● **What the task asks**
Please update the stretch of records from the line containing "Dear assistant, the user would like the dark" through the line containing "[727,192,750,223]" by replacing "dark trousers" with "black trousers", keeping everything else unchanged. Return only those lines.

Annotated coordinate records
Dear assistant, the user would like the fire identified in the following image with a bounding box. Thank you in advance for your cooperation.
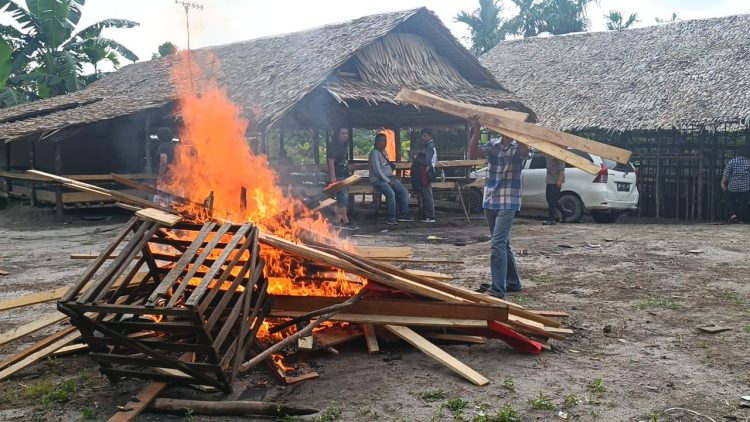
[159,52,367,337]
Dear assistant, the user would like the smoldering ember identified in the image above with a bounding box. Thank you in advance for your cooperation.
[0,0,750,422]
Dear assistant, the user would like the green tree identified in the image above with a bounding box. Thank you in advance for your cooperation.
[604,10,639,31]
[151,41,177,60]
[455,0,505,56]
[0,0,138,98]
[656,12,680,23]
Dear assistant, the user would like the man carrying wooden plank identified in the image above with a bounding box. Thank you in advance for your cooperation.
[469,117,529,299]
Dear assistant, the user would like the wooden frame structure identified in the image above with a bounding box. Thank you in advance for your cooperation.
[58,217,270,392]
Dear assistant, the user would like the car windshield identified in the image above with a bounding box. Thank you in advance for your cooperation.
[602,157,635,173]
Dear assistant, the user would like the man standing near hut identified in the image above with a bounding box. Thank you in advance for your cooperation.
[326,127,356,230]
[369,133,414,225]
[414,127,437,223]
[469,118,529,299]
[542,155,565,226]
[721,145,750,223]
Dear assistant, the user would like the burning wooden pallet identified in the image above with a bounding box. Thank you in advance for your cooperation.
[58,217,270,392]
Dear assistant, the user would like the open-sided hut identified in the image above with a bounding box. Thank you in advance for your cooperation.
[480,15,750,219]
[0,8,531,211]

==

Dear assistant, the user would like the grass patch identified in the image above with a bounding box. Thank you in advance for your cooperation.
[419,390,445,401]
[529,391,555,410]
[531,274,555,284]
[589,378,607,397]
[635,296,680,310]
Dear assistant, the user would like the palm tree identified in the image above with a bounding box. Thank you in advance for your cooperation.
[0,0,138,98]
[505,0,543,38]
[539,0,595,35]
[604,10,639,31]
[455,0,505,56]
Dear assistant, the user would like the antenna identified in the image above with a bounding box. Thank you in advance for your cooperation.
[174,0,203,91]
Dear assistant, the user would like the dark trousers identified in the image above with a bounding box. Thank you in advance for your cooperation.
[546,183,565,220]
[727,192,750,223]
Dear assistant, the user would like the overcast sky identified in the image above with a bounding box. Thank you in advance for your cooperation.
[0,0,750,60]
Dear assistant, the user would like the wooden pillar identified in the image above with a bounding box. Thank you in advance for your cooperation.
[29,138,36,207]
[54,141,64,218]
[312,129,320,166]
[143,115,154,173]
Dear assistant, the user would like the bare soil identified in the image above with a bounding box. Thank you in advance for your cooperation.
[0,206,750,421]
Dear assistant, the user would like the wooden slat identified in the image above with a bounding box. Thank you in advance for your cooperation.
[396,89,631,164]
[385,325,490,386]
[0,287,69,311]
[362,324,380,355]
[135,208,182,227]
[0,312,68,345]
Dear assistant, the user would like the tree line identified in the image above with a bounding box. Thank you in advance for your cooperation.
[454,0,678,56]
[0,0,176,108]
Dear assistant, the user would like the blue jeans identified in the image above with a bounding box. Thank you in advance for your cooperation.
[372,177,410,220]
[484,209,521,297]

● **Answer below**
Dear assistant, the user would like the black trousers identified in the image above with a bounding box. Thank you in advance for your cooperation.
[546,183,565,220]
[727,192,750,223]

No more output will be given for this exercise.